AIM OF THE TASK: Output exactly the lines that run from the line with "Pick out the chevrolet" to the end of the material, both ends included, and no other lines.

DATA EXCERPTS:

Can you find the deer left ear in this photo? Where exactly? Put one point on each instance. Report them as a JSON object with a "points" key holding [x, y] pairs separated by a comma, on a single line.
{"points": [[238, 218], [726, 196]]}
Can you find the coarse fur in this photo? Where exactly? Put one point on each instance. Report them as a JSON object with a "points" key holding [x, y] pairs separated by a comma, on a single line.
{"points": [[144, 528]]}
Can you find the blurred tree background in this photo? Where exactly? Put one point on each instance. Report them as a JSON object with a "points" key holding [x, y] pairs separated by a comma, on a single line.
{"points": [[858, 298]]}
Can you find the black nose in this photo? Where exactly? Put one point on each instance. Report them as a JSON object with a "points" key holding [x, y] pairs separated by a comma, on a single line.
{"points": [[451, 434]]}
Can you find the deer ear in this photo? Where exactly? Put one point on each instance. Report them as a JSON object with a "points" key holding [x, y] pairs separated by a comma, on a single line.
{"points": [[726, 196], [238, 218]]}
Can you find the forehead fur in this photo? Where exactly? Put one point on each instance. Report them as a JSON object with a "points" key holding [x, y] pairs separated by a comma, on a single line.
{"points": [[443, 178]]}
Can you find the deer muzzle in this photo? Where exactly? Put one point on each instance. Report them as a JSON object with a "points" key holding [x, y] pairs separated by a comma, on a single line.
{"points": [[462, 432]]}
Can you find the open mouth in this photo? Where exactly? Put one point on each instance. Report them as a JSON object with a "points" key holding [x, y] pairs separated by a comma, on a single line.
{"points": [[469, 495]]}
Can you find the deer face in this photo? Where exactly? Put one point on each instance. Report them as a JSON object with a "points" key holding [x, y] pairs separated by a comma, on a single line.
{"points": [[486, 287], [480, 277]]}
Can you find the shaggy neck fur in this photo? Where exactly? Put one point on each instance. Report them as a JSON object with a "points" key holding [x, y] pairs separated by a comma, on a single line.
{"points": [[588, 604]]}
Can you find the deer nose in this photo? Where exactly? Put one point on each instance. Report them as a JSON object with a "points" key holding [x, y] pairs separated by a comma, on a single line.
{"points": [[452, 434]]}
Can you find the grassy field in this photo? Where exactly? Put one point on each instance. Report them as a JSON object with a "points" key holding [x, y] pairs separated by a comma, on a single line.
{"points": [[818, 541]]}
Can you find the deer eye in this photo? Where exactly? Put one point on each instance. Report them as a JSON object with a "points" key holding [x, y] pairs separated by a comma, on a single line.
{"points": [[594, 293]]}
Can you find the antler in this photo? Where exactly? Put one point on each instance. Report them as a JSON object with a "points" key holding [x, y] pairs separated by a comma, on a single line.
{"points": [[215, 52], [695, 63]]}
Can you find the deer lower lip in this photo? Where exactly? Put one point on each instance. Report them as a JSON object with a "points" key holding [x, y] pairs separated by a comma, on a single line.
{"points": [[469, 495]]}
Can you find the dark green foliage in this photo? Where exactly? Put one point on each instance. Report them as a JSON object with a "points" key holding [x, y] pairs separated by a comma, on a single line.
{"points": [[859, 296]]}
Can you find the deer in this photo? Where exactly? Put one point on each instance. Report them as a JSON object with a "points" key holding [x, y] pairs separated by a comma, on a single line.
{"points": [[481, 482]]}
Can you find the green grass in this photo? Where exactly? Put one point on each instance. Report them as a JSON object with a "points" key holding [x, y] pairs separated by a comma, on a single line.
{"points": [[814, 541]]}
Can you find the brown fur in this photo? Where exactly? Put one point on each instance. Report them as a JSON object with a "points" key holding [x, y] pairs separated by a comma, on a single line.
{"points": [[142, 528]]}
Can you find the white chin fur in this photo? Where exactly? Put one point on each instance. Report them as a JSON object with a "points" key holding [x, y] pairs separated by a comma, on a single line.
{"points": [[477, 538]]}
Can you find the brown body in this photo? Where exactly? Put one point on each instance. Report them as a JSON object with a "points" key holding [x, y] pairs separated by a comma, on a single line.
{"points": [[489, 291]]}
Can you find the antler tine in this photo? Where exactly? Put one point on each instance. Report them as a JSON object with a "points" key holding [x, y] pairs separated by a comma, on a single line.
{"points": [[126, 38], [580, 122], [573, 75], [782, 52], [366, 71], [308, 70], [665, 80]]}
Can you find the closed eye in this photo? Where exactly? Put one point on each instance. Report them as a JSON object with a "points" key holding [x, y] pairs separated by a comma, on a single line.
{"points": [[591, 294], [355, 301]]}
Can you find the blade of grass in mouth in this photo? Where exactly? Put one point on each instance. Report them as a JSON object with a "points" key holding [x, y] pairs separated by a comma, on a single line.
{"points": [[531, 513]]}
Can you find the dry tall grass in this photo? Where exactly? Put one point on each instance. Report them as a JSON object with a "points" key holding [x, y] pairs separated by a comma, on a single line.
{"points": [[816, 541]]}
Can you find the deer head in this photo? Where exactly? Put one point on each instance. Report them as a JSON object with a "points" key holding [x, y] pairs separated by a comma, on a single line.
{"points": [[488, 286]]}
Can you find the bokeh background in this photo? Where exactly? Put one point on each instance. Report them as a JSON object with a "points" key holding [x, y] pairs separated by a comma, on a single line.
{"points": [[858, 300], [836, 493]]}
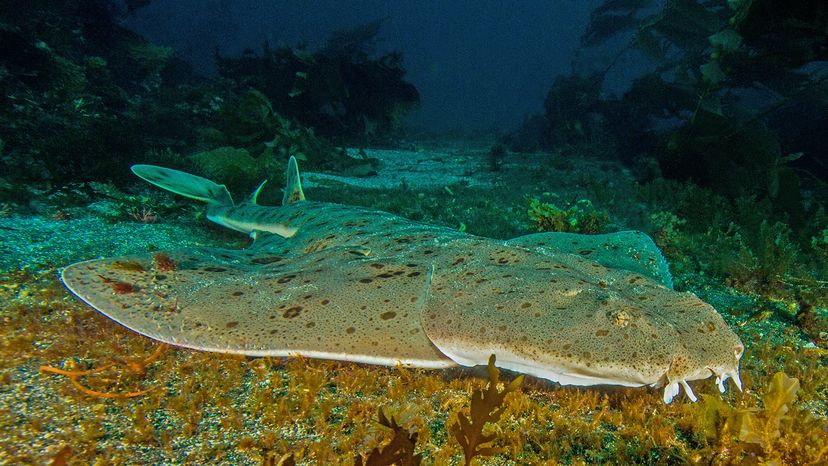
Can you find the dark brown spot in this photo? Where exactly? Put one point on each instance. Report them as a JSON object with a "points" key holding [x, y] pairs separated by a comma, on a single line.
{"points": [[265, 260], [286, 278], [292, 312]]}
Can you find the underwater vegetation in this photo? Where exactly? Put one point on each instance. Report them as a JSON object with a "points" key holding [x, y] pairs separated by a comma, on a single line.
{"points": [[715, 102], [581, 217], [341, 90], [83, 98]]}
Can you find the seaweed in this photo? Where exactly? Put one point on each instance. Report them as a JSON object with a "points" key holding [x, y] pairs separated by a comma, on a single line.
{"points": [[486, 407], [762, 427], [399, 451], [582, 217]]}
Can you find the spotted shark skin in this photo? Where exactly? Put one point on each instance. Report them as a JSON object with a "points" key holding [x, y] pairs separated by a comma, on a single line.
{"points": [[338, 282]]}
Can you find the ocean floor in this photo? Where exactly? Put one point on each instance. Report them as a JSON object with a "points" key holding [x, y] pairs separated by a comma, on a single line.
{"points": [[77, 388]]}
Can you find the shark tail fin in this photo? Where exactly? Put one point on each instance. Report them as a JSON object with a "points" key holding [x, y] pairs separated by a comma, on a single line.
{"points": [[185, 184], [293, 188]]}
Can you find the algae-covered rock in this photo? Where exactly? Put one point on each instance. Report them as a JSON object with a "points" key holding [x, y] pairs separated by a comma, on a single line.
{"points": [[234, 167]]}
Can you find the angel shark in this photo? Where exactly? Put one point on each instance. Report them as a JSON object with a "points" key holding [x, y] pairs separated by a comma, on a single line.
{"points": [[331, 281]]}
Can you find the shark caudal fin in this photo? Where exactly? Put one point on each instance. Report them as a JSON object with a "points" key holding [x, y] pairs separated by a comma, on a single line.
{"points": [[293, 186], [185, 184]]}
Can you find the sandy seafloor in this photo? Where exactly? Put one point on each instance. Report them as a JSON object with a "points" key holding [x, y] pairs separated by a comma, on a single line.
{"points": [[216, 409]]}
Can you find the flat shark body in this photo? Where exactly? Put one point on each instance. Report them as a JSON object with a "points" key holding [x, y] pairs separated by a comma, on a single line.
{"points": [[338, 282]]}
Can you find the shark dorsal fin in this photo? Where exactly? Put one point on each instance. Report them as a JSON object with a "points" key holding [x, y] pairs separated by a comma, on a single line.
{"points": [[254, 196], [293, 186]]}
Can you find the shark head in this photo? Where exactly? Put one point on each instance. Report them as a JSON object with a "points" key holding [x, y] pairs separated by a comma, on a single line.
{"points": [[564, 325]]}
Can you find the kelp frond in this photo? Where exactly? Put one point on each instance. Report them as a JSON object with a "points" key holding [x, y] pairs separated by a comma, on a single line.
{"points": [[486, 406]]}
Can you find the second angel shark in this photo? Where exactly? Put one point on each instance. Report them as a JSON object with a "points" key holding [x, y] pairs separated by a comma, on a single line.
{"points": [[338, 282]]}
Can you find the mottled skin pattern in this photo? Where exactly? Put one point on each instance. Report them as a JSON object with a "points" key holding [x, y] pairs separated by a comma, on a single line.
{"points": [[361, 285]]}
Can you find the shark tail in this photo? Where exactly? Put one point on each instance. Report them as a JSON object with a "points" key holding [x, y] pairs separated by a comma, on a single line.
{"points": [[293, 186], [185, 184]]}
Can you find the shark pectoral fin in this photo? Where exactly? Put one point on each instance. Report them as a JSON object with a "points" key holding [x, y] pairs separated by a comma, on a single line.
{"points": [[184, 184], [628, 250], [263, 301]]}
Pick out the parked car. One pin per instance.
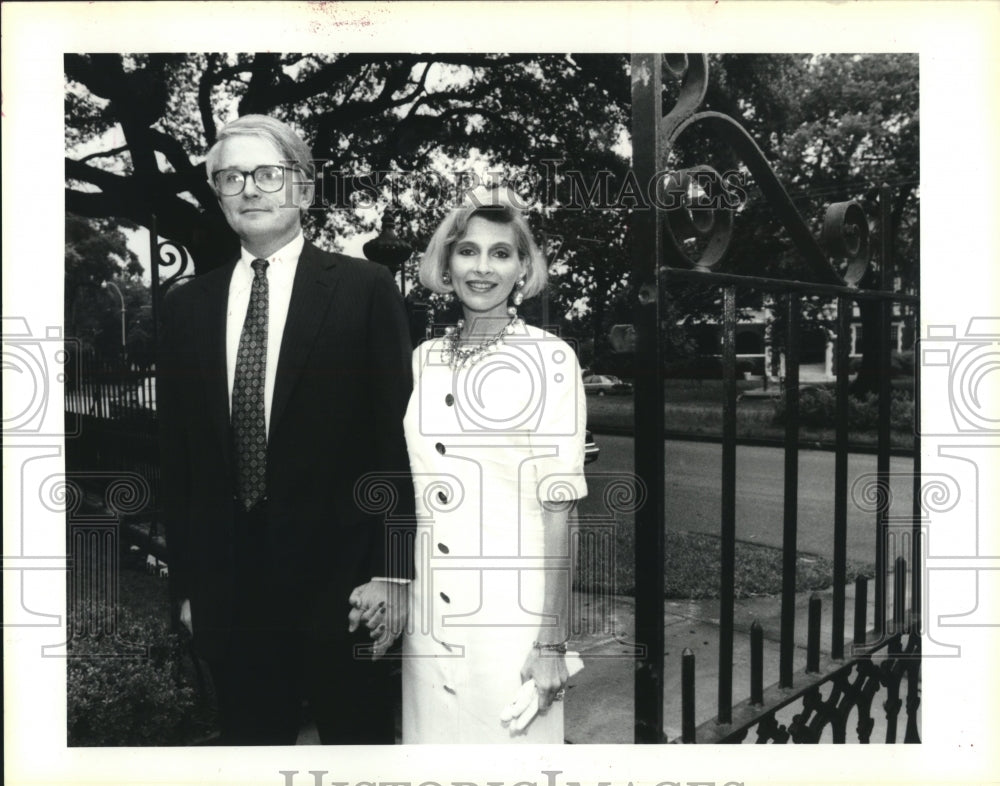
(602, 384)
(590, 449)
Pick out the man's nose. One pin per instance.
(250, 189)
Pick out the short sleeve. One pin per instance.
(560, 439)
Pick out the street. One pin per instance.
(693, 477)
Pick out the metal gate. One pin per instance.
(878, 659)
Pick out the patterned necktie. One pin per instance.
(249, 427)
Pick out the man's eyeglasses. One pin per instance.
(268, 178)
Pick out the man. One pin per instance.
(284, 377)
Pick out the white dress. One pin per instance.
(487, 444)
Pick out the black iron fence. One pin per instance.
(882, 658)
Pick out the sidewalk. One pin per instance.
(599, 701)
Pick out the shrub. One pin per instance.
(818, 409)
(700, 367)
(116, 696)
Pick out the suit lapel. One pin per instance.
(315, 280)
(213, 354)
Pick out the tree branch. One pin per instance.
(103, 154)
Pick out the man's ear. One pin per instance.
(308, 194)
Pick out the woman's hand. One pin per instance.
(548, 669)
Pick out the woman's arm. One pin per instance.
(547, 666)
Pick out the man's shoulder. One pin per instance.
(361, 269)
(191, 289)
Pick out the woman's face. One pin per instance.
(484, 267)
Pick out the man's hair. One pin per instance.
(294, 151)
(492, 204)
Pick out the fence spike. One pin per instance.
(687, 696)
(756, 663)
(860, 610)
(812, 648)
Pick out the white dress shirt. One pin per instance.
(280, 275)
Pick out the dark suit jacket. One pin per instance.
(341, 389)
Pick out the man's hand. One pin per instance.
(382, 607)
(548, 670)
(186, 615)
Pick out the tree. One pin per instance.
(137, 128)
(97, 252)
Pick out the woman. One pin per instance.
(495, 433)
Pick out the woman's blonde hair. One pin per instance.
(492, 204)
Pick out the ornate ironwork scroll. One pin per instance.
(690, 205)
(845, 228)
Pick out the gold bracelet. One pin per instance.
(560, 648)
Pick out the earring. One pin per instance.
(517, 299)
(518, 295)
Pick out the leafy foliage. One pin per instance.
(137, 128)
(117, 697)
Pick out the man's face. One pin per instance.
(260, 218)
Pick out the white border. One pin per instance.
(959, 82)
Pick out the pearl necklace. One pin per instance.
(457, 358)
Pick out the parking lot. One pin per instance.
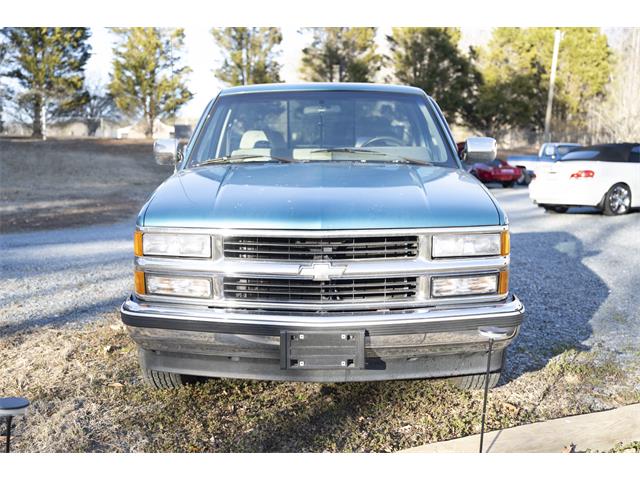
(577, 274)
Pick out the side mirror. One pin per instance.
(481, 149)
(165, 151)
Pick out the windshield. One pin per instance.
(322, 125)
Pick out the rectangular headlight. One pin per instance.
(176, 245)
(466, 245)
(458, 286)
(195, 287)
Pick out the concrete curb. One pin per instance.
(595, 431)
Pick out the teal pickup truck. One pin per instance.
(321, 232)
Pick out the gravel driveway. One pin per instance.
(577, 274)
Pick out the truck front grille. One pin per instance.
(367, 290)
(312, 249)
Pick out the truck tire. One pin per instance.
(475, 382)
(162, 380)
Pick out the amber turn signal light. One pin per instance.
(503, 282)
(137, 243)
(505, 243)
(138, 281)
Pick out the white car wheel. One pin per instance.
(617, 201)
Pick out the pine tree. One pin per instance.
(48, 64)
(341, 54)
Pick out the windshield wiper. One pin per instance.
(397, 158)
(347, 150)
(240, 158)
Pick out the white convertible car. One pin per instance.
(602, 176)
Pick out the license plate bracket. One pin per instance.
(326, 350)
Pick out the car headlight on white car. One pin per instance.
(470, 245)
(172, 245)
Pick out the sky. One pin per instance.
(202, 55)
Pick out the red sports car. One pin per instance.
(495, 171)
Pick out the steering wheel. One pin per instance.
(386, 141)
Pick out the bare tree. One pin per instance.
(617, 119)
(100, 106)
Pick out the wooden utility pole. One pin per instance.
(554, 66)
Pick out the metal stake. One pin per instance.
(492, 333)
(486, 393)
(8, 444)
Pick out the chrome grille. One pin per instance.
(313, 249)
(320, 292)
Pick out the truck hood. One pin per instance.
(331, 195)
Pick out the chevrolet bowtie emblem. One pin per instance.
(322, 271)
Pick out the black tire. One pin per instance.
(525, 179)
(163, 380)
(475, 382)
(617, 201)
(555, 208)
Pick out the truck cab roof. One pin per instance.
(311, 87)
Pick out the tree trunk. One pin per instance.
(36, 127)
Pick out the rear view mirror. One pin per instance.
(165, 151)
(481, 149)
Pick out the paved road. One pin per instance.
(577, 273)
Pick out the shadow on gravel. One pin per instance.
(560, 293)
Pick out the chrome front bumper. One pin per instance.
(424, 342)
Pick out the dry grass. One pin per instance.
(74, 182)
(87, 395)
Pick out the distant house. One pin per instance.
(137, 130)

REPLY:
Pick out the chevrolet bowtie emblem. One pin per instance.
(322, 271)
Pick out the black tire. One pin per instance.
(525, 179)
(163, 380)
(475, 382)
(617, 201)
(555, 208)
Pick out the truck cab roof. One pin per instance.
(311, 87)
Pick out the tree trunk. One pin per instance.
(36, 127)
Pick out the rear view mirror. One pin per instance.
(165, 151)
(481, 149)
Pick out the paved road. One pin per instance.
(577, 273)
Pick out the shadow on gravel. One pin per instance.
(560, 293)
Pick out the chrome front bumper. One pin per instance.
(424, 342)
Pick out the dry grass. One pin per instance.
(74, 182)
(87, 395)
Pick out the distant house. One pin per instance.
(137, 130)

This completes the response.